# Görev Tanımı
Öğretmensiz sınavları anlatan metinde "Bu kolejde lise" ifadesinden "yapmayı hedefliyoruz’ diyor." ifadesine kadar süren bölümü hiç değiştirmeden yazın.

# Verilen Metin
——————
Bu okulda sınavlar öğretmensiz yapılıyor

Güncelleme Tarihi:

Bu okulda sınavlar öğretmensiz yapılıyor
Oluşturulma Tarihi: Nisan 24, 2004 17:06

Bu kolejde lise öğrencileri sınavda öğretmenlerini dışarı çıkarıyor. Felsefe, din-ahlak ve kompozisyon sınavlarındaki uygulama önümüzdeki yıllarda tarih, coğrafya, biyoloji derslerini kapsayacak. Uğur Koleji Müdürü İsmail Tetik ‘Yeni sistemi oturttuktan sonra matematik, fizik gibi derslerde de gözetmensiz sınav yapmayı hedefliyoruz’ diyor.

Uğur Koleji'nin 17 yaşındaki lise son sınıf öğrencisi Yiğit Vaytaş, öğrenim yılının başladığı günlerde okul öğrenci başkanlığına adaylığını koyduğunda, arkadaşlarına gerçekleşmesi zor bir vaatte bulundu: 'Sınavlar sırasında öğretmen başımızda olmayacak, sınıftan çıkacak.'

Başkan seçildiğinde vaadi okulda espri konusuna dönüştü. Arkadaşları Yiğit'in verdiği sözü tutamayacağına emindi. Vaytaş, soluğu okul müdürü İsmail Tetik'in odasında aldı. Önerisini ve gerekçelerini anlattı. Müdürü ikna etti. Uygulamanın sosyal derslerden başlamasını kararlaştırdılar. Hazırlık, lise 1, lise 2, lise 3 olmak üzere tüm sınıflar uygulama kapsamına alındı.

Sınav zamanı geldi. Öğretmenler soruları verdikten sonra sınıftan 'herkese iyi şanslar' dileyerek çıkmaya başladı. Kopyacıların keyfi yerindeydi. Kitap, defter açık, çevreyle konuşmak serbestti. Ancak onları bir sürpriz bekliyordu. Başlarına geleni anlamaları için soruları okumaları gerekecekti.
——————
# Kayıtlardan Alıntılar
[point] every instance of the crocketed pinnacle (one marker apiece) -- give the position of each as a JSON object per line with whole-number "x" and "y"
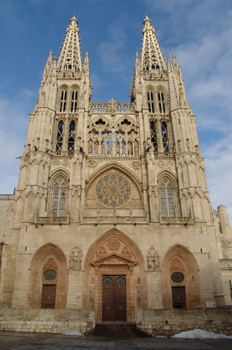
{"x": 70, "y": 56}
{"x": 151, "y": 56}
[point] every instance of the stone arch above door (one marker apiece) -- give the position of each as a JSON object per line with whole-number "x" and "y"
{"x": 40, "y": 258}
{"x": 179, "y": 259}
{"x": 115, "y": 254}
——————
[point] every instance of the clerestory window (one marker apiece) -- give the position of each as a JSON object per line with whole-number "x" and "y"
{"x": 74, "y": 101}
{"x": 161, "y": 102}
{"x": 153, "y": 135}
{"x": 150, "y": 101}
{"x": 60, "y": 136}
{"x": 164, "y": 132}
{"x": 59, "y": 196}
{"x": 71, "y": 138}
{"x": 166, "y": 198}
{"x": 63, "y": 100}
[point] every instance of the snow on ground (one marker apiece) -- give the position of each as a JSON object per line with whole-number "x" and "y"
——————
# Sonuç
Bu kolejde lise öğrencileri sınavda öğretmenlerini dışarı çıkarıyor. Felsefe, din-ahlak ve kompozisyon sınavlarındaki uygulama önümüzdeki yıllarda tarih, coğrafya, biyoloji derslerini kapsayacak. Uğur Koleji Müdürü İsmail Tetik ‘Yeni sistemi oturttuktan sonra matematik, fizik gibi derslerde de gözetmensiz sınav yapmayı hedefliyoruz’ diyor.